Given problem:
Below is a set of records; print all of them exactly as written.

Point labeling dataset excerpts
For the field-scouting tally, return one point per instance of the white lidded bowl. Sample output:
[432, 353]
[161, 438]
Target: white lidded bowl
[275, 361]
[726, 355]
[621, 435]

Output of the exercise:
For the field-scouting tally, return one point per instance of the white lidded bowl. Sample output:
[432, 353]
[161, 438]
Target: white lidded bowl
[275, 361]
[726, 355]
[621, 435]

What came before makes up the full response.